■ REQUIREMENTS
Transcribe the lines of the records starting with the one that has "find the shadow on grass" in it and ending with the last, and transcribe nothing else.

Records from a data source:
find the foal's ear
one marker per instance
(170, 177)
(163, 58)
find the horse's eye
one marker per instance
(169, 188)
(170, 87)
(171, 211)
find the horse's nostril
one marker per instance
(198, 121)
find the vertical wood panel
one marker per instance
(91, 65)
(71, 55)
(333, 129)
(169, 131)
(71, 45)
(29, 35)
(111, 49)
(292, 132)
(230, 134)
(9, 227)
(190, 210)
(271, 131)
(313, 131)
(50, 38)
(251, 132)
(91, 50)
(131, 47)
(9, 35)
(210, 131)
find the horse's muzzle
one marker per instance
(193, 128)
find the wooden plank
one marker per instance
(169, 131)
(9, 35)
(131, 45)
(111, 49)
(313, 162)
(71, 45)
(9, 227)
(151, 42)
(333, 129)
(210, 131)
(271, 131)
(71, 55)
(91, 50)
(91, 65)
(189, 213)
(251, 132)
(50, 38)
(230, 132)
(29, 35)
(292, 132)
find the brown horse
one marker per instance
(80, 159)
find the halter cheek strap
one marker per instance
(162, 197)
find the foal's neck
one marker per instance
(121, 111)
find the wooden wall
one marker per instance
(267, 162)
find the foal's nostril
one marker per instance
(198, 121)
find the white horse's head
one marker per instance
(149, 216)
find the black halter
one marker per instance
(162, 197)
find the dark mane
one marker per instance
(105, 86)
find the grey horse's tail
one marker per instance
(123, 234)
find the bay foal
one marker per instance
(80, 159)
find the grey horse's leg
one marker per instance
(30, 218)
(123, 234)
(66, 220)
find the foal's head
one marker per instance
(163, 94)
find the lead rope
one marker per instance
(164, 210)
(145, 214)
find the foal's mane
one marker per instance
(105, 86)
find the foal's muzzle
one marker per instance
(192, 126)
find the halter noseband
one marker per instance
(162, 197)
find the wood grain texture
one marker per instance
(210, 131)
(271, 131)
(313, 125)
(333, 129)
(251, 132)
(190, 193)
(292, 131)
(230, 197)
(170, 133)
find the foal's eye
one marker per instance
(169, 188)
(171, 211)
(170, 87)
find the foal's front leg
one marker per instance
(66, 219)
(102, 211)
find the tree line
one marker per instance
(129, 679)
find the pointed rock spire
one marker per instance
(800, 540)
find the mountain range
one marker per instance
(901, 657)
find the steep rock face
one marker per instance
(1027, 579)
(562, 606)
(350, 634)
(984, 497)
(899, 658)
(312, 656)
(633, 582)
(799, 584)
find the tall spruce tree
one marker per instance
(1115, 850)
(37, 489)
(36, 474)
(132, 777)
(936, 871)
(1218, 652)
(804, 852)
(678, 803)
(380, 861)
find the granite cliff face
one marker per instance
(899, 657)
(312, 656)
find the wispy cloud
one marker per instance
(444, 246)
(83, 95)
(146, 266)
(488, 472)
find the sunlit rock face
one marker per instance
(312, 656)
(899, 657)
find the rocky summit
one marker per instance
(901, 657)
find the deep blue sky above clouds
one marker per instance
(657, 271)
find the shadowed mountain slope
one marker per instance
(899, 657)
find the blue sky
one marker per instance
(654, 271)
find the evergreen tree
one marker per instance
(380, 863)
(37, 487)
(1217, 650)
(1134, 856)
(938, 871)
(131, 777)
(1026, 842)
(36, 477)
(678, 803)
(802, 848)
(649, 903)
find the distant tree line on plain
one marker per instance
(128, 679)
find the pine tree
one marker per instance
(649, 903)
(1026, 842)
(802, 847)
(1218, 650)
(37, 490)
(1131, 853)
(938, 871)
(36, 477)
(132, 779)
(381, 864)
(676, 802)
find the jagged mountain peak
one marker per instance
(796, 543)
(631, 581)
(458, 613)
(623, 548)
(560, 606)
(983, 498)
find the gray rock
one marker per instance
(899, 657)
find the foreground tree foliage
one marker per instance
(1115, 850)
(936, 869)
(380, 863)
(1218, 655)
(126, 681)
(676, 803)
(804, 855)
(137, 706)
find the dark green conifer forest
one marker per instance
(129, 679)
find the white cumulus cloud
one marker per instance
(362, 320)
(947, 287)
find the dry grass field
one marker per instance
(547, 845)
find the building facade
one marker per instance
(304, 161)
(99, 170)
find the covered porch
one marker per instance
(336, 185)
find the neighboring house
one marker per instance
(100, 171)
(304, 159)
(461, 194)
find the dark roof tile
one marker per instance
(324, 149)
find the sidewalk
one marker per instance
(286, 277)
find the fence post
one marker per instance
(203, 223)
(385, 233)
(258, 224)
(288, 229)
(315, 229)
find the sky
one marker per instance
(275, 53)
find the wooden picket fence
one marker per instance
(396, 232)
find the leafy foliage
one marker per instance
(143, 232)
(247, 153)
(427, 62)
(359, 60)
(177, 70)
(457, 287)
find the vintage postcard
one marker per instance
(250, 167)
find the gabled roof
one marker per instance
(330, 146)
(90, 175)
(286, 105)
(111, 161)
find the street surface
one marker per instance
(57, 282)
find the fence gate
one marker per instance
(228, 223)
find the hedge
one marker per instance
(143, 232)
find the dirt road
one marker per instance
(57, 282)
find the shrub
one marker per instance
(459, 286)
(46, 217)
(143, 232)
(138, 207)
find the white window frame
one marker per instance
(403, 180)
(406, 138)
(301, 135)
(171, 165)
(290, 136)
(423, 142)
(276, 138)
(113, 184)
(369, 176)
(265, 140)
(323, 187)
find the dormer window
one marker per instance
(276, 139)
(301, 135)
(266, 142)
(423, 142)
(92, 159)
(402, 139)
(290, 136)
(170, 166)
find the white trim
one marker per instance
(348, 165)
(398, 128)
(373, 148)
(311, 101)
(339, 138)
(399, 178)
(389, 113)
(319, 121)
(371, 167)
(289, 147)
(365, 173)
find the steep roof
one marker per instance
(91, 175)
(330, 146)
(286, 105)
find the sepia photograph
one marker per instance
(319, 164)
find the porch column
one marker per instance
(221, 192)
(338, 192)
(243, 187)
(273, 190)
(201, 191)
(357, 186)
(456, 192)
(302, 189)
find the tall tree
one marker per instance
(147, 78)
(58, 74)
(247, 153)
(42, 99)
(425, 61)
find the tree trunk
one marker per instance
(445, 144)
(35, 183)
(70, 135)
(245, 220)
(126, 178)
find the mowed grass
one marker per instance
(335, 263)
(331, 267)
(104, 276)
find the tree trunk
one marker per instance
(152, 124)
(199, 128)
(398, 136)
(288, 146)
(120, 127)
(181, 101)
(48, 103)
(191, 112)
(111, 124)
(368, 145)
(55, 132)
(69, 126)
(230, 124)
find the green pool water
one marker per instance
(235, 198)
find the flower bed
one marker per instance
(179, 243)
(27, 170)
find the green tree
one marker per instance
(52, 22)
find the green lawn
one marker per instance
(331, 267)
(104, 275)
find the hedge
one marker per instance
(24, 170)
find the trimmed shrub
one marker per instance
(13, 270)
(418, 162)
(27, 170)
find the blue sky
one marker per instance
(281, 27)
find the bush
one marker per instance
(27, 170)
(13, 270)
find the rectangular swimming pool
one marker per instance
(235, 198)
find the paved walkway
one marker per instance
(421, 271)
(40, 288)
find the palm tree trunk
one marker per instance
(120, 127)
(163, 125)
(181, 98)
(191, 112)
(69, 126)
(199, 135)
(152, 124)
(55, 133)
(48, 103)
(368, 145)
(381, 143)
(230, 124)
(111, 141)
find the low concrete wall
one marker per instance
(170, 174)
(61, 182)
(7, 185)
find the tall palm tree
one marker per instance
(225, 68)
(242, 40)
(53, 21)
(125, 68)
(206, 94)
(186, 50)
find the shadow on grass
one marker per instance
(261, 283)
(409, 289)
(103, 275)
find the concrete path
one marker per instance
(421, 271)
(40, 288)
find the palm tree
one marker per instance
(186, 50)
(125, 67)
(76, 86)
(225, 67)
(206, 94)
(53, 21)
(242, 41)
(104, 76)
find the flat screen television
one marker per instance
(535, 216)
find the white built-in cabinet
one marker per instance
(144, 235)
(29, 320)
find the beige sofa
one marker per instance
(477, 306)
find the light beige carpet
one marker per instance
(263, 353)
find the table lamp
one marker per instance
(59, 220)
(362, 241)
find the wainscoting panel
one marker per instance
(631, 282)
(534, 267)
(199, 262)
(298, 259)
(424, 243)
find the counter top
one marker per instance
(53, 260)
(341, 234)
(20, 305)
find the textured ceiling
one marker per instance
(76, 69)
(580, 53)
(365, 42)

■ THE COMPLETED TASK
find the shadow on grass
one marker per instance
(261, 283)
(409, 289)
(103, 275)
find the concrete path
one marker per instance
(421, 271)
(40, 288)
find the palm tree
one marker per instance
(186, 50)
(125, 67)
(76, 86)
(225, 67)
(206, 94)
(53, 21)
(242, 41)
(104, 76)
find the flat screen television
one marker per instance
(535, 216)
find the white built-in cabinet
one marker per instance
(144, 235)
(29, 320)
find the beige sofa
one marker per instance
(477, 306)
find the light beige carpet
one marker per instance
(263, 353)
find the table lamp
one marker per instance
(59, 220)
(362, 241)
find the wainscoting panel
one marker per instance
(631, 282)
(534, 267)
(199, 262)
(298, 259)
(424, 243)
find the counter top
one marker per instance
(53, 260)
(341, 234)
(20, 305)
find the textured ceiling
one marker per instance
(76, 69)
(580, 53)
(365, 42)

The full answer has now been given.